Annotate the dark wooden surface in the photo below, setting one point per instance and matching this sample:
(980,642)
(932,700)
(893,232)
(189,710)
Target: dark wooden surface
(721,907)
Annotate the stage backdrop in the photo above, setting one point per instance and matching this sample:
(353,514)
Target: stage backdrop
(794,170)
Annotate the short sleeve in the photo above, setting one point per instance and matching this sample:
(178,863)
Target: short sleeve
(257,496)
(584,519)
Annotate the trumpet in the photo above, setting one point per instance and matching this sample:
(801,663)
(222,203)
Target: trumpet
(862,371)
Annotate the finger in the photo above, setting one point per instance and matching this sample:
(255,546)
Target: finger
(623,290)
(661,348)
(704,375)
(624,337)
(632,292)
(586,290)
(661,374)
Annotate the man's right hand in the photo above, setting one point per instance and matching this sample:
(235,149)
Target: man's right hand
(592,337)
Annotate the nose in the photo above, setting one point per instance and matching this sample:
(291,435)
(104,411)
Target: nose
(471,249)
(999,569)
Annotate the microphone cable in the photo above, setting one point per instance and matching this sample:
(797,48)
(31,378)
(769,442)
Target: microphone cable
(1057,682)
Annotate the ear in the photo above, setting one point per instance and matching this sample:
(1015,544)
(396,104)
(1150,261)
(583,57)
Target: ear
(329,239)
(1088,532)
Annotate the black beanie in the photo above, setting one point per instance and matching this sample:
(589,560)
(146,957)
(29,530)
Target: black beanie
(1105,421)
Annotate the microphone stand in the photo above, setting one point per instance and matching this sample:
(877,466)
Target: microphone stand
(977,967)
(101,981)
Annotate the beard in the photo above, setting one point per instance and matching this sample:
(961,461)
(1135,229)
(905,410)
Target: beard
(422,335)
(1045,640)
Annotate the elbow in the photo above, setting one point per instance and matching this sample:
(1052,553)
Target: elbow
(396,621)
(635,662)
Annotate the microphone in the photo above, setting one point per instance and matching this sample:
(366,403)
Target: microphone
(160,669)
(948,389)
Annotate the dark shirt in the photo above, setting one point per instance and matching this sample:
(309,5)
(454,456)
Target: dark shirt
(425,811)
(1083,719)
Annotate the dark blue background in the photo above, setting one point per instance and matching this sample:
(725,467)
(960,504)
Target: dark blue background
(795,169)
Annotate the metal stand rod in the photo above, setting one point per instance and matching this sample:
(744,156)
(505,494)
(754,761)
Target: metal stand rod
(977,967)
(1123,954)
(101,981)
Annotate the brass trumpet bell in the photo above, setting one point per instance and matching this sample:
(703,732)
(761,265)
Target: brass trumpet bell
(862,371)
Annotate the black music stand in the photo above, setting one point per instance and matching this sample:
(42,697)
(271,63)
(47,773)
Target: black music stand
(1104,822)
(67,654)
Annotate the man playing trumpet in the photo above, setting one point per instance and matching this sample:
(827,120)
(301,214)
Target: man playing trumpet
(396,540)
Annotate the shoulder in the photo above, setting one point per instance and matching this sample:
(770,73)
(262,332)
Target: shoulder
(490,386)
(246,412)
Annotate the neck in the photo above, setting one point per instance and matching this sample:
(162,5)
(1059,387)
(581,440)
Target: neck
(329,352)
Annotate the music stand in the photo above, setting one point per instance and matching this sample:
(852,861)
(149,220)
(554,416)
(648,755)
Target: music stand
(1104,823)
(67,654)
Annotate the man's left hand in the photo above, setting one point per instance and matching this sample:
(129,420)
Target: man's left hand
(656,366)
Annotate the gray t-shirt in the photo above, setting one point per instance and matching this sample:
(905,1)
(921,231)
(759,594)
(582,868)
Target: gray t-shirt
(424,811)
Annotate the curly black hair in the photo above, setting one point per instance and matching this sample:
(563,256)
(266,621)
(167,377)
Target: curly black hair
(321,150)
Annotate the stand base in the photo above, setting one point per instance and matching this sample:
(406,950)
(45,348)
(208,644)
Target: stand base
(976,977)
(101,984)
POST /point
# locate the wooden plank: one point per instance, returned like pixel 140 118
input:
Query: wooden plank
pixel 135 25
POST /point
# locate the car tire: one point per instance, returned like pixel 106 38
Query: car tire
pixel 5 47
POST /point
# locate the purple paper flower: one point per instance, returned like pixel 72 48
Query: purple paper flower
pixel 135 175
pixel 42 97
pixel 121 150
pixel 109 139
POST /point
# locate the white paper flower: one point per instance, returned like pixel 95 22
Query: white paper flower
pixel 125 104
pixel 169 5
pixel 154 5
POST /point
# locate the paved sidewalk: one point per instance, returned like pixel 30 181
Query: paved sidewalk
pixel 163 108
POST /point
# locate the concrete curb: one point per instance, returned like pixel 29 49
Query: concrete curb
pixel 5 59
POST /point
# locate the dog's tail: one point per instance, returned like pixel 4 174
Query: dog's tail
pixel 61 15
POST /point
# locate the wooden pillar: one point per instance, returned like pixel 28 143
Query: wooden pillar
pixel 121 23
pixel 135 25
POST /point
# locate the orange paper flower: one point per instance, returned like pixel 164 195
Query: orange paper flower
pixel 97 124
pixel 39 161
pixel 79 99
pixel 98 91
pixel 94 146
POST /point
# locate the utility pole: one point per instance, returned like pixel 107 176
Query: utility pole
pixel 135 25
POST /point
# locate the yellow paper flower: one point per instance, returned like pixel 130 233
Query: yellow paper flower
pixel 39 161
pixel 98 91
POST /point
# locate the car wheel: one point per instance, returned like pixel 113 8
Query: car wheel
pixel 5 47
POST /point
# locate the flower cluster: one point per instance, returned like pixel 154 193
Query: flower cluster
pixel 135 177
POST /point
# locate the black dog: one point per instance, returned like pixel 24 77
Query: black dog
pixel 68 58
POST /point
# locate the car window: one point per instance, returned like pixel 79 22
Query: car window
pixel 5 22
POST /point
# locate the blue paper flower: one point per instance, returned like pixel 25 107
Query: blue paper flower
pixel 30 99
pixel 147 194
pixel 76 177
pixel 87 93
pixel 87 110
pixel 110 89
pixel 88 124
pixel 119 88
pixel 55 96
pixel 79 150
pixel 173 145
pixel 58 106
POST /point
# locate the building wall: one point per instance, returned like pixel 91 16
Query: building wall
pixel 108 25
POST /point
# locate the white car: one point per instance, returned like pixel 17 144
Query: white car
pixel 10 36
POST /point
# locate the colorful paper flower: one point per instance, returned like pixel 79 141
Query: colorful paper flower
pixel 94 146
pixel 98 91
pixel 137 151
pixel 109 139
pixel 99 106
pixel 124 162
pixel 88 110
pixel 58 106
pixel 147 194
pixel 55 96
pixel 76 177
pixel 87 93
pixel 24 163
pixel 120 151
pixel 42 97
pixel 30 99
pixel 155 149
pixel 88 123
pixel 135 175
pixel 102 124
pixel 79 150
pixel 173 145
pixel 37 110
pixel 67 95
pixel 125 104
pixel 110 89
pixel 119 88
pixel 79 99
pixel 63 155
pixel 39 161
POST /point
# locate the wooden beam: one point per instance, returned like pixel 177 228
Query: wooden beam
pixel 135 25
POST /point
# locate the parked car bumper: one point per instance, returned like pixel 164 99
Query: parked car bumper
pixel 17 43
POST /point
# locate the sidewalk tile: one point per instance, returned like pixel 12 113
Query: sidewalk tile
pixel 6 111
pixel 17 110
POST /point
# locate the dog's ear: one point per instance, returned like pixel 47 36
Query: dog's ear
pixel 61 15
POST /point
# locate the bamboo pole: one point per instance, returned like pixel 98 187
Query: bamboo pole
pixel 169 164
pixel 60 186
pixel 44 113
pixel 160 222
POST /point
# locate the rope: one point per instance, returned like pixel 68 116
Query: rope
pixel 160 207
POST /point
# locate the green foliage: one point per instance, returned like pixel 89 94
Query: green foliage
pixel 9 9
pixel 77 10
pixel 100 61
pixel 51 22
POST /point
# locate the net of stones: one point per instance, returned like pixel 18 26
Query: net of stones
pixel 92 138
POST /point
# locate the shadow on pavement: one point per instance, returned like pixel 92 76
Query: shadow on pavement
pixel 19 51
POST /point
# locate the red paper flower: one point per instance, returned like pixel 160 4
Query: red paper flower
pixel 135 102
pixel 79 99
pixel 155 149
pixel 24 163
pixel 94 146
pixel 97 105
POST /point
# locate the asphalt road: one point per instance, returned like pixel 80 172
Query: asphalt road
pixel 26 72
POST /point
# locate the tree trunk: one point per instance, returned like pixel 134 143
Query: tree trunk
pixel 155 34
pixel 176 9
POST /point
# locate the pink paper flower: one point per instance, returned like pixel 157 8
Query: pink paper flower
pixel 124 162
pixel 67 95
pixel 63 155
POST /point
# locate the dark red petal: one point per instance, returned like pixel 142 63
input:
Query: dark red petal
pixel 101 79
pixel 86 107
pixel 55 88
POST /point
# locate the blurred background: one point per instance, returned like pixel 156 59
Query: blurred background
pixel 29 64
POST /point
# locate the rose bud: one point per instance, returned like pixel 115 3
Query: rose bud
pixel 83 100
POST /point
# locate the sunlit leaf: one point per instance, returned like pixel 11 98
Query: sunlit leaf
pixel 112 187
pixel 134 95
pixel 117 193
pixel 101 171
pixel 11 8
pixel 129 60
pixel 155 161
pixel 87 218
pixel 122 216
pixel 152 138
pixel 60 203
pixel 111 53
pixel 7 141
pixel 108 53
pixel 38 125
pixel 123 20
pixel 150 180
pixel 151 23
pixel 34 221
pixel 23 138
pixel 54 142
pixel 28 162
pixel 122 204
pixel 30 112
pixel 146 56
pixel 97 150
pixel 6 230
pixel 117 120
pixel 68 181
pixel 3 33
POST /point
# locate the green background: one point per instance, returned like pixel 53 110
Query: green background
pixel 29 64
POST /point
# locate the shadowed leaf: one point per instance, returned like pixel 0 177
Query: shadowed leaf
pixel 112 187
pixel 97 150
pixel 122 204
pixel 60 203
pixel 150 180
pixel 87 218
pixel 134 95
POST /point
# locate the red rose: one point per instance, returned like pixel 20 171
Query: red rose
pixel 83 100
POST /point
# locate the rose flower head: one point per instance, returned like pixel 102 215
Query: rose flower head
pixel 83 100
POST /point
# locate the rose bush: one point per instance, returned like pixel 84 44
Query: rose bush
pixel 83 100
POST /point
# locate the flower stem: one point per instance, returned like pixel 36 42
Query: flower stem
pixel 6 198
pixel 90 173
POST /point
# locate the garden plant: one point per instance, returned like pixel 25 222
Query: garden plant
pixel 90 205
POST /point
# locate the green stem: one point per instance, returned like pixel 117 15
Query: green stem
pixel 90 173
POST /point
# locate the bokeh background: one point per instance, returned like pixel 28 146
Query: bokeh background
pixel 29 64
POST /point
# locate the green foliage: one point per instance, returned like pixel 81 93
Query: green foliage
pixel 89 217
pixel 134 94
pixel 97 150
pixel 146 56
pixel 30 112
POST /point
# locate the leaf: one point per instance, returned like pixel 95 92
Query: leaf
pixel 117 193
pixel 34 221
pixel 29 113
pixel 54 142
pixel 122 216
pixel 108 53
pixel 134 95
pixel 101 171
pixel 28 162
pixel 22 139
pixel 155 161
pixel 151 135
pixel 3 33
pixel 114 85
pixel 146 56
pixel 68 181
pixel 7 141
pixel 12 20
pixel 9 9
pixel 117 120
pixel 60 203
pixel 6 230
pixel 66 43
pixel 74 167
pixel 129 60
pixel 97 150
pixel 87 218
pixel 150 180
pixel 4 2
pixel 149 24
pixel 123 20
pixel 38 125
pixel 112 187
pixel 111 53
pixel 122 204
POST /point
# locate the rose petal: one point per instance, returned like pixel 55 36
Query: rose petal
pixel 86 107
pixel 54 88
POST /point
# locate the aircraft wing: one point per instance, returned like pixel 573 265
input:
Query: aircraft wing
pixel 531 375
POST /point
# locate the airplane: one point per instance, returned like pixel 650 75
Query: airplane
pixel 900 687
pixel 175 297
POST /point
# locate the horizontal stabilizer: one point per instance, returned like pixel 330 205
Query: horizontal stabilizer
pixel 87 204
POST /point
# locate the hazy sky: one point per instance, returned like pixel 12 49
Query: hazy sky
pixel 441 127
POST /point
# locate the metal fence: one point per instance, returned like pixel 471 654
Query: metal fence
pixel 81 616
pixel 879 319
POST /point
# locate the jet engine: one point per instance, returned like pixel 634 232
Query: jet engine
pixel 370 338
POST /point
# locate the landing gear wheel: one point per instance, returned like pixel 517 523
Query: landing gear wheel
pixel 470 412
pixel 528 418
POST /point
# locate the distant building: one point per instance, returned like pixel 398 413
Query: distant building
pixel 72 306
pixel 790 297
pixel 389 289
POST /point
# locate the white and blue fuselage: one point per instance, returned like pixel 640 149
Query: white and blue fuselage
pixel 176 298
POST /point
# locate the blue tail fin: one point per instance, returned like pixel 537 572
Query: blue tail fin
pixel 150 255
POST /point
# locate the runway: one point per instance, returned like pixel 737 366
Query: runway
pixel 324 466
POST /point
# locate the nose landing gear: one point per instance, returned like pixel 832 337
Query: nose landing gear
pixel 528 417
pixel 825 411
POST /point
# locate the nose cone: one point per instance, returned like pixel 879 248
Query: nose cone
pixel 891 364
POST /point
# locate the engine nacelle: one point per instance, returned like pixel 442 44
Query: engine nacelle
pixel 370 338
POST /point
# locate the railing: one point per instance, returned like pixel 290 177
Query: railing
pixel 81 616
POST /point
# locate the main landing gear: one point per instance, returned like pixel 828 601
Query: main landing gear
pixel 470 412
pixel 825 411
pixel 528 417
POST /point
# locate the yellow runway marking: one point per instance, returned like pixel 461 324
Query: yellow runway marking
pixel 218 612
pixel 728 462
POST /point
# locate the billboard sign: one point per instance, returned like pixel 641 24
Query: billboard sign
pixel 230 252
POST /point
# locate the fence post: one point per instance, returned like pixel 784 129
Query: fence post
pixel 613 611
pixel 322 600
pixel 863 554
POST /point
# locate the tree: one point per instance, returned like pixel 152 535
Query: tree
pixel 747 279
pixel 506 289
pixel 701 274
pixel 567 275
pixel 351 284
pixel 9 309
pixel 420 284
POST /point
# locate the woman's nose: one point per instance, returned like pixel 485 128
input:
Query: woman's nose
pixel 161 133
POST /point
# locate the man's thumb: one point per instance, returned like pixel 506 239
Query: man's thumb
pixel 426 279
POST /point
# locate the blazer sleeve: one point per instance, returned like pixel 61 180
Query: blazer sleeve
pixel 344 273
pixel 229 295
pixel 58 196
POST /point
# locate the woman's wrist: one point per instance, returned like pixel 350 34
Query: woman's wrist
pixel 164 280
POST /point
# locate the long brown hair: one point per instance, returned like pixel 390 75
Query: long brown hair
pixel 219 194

________________

TASK TO COMPLETE:
Could you reproduce exactly the lines of the entries above, from the one with "Annotate the brass" through the one with "Annotate the man's left", and nothing else?

RESPONSE BOX:
Annotate the brass trumpet bell in the photo above, setting one point per instance and matching this sample:
(703,732)
(761,265)
Target: brass trumpet bell
(862,371)
Annotate the black music stand in the photo above, setting one point per instance and matching this sample:
(42,697)
(271,63)
(47,773)
Target: black music stand
(1104,822)
(67,654)
Annotate the man playing trumpet in the photo above, setting one point per instance and matching this sample:
(827,120)
(301,214)
Target: man playing trumpet
(396,540)
Annotate the shoulder in the photo above, setting one point per instance and matching this sample:
(770,73)
(262,332)
Target: shoulder
(490,386)
(246,412)
Annotate the neck in the photo above, setting one point per instance and matching this sample:
(162,5)
(1059,387)
(581,440)
Target: neck
(329,352)
Annotate the music stand in the photo above, setting one point per instance and matching this sample:
(852,861)
(149,220)
(554,416)
(648,755)
Target: music stand
(1104,823)
(67,654)
Annotate the man's left hand in the photo above, setting one point per instance and matching this sample:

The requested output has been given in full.